- REQUEST 1
Return the passage on manly games and physical education word for word, in full.
- REQUEST 2
Output the lines of the entries as a JSON list of strings, one string per line and no blank lines, beginning with the first line of the entries and going on through the line with "0;0;300;200". Include only those lines.

- PROVIDED TEXT

The sporting world, then, with its manly games and manly sports, gives
us the means which are needed by the community at large for physical
education; and the future educators of the country must be taught to
love these manly games at school and at college, and then they will be
able to disseminate them; whereas, at present, educators in this country
are almost entirely ignorant of any manly games whatever. "But are not
these games very dangerous," asks a careful mamma; "don't you find that
boys get hurt very much by them? I have heard of some one who got his
teeth knocked down his throat by them. Somebody else got his head hurt
at shinney and so that was put a stop to, I believe, at Mr.----'s
school." Such mammas, doubtless, put into the hands of their children
some good little book, with a narration of this sort. Little Johnny was
told by his mamma not to climb trees. He was a good boy, and generally
obedient. But one day he was in the garden of one of his schoolfellows,
who asked him to climb a cherry tree; he forgot his mother's command,
and went up, but after he had climbed nearly to the top his foot
slipped, and down he tumbled through the branches on to the ground. He
cried very much, and could not move, so they had to put him upon a
shutter and carry him home. The doctor found that his leg was broken;
the pain was dreadful when he had it set, &c. &c.; the drama ending by
Johnny throwing his arms round his mother's neck, and declaring that if
he ever got well, he would never disobey his dear, dear mother any more!

The good people who write these edifying stories never seem to think
whether it was wise for mamma to forbid Johnny to climb a tree. Monkeys
are never forbidden to do so, and I seldom hear anything of their
falling off. Poor people's children climb trees, and there does not seem
to be an extraordinary increase of juvenile mortality on this account.

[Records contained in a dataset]
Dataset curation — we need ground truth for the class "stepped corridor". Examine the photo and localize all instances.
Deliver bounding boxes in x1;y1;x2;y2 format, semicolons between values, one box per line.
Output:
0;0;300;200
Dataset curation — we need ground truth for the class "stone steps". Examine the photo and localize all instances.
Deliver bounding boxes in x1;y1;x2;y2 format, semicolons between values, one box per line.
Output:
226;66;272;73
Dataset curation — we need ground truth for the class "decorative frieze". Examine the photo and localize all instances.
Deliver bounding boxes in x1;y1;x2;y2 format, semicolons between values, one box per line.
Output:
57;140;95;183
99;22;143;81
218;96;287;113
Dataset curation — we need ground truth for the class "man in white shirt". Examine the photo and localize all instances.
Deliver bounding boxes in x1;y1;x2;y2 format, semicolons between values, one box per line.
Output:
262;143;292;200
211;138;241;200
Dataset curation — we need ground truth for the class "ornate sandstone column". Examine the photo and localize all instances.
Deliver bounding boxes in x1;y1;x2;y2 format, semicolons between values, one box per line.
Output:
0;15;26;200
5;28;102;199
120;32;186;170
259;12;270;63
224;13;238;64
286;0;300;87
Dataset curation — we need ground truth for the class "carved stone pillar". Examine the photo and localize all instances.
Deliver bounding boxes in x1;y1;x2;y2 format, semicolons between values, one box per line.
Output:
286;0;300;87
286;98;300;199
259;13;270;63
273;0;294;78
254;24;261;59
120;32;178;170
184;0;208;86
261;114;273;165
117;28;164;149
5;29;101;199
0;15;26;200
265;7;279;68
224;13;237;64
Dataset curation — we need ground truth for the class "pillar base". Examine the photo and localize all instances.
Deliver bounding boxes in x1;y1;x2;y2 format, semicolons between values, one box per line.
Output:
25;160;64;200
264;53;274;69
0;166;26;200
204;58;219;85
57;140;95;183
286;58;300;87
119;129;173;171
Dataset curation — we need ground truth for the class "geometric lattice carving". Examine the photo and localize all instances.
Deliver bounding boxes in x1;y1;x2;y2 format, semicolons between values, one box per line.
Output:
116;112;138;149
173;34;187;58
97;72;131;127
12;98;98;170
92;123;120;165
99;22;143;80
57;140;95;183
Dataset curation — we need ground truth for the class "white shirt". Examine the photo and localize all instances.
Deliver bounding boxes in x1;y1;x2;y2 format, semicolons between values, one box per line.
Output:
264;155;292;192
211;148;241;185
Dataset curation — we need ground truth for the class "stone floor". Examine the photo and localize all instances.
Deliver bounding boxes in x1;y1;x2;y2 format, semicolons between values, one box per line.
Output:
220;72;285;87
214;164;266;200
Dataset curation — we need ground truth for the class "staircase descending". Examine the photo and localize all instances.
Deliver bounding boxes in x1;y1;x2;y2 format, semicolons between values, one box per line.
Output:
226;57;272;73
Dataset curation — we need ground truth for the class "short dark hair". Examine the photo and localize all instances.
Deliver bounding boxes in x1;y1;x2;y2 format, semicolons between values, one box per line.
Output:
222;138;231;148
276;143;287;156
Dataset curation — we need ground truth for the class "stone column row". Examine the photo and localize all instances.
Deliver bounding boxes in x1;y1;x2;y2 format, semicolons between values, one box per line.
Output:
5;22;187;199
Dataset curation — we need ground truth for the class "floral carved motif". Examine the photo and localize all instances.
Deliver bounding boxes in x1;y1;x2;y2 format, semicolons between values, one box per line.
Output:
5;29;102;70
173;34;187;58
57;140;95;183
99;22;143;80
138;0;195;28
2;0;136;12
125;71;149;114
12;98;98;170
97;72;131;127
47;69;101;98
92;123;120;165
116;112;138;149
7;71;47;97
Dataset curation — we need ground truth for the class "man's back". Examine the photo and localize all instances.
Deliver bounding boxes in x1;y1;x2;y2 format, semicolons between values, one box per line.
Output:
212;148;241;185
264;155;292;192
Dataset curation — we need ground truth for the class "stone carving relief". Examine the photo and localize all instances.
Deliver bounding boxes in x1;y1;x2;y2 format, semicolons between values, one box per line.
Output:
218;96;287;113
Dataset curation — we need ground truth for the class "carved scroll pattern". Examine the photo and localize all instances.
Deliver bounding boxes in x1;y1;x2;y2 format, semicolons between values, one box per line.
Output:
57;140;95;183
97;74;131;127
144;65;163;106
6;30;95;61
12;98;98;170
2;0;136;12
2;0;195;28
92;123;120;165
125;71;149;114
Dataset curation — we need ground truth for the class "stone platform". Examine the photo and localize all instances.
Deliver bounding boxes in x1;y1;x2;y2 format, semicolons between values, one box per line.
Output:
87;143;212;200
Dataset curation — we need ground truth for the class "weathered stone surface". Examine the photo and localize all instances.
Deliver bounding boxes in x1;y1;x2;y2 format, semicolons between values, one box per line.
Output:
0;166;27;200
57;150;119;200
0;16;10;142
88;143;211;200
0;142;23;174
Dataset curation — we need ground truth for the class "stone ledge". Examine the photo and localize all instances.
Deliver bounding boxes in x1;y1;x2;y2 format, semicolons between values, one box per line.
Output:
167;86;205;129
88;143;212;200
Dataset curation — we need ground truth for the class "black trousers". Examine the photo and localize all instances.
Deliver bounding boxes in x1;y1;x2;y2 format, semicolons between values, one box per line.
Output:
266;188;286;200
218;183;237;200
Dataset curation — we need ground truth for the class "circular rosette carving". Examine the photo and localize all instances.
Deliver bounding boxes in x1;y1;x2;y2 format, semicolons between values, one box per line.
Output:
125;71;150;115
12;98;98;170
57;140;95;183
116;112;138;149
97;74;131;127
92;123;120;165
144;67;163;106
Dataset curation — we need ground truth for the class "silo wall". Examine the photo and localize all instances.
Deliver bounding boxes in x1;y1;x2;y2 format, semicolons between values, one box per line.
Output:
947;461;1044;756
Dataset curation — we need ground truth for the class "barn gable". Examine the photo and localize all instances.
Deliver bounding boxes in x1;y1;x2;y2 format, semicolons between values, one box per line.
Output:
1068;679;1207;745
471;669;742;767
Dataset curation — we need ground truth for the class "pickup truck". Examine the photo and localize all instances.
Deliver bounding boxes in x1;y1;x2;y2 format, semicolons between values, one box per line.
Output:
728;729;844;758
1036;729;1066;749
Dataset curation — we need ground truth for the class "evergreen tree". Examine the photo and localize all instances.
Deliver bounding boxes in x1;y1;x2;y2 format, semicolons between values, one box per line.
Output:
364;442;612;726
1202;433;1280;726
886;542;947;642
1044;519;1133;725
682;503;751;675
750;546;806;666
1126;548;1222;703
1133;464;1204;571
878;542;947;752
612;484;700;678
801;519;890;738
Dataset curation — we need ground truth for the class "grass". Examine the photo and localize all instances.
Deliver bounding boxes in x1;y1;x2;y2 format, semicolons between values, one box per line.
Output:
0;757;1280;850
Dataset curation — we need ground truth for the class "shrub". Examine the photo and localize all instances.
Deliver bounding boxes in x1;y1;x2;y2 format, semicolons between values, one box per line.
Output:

- PROBLEM SOLUTION 1
The sporting world, then, with its manly games and manly sports, gives
us the means which are needed by the community at large for physical
education; and the future educators of the country must be taught to
love these manly games at school and at college, and then they will be
able to disseminate them; whereas, at present, educators in this country
are almost entirely ignorant of any manly games whatever. "But are not
these games very dangerous," asks a careful mamma; "don't you find that
boys get hurt very much by them? I have heard of some one who got his
teeth knocked down his throat by them. Somebody else got his head hurt
at shinney and so that was put a stop to, I believe, at Mr.----'s
school." Such mammas, doubtless, put into the hands of their children
some good little book, with a narration of this sort. Little Johnny was
told by his mamma not to climb trees. He was a good boy, and generally
obedient. But one day he was in the garden of one of his schoolfellows,
who asked him to climb a cherry tree; he forgot his mother's command,
and went up, but after he had climbed nearly to the top his foot
slipped, and down he tumbled through the branches on to the ground. He
cried very much, and could not move, so they had to put him upon a
shutter and carry him home. The doctor found that his leg was broken;
the pain was dreadful when he had it set, &c. &c.; the drama ending by
Johnny throwing his arms round his mother's neck, and declaring that if
he ever got well, he would never disobey his dear, dear mother any more!

The good people who write these edifying stories never seem to think
whether it was wise for mamma to forbid Johnny to climb a tree. Monkeys
are never forbidden to do so, and I seldom hear anything of their
falling off. Poor people's children climb trees, and there does not seem
to be an extraordinary increase of juvenile mortality on this account.

- PROBLEM SOLUTION 2
[
  "Dataset curation — we need ground truth for the class \"stepped corridor\". Examine the photo and localize all instances.",
  "Deliver bounding boxes in x1;y1;x2;y2 format, semicolons between values, one box per line.",
  "Output:",
  "0;0;300;200"
]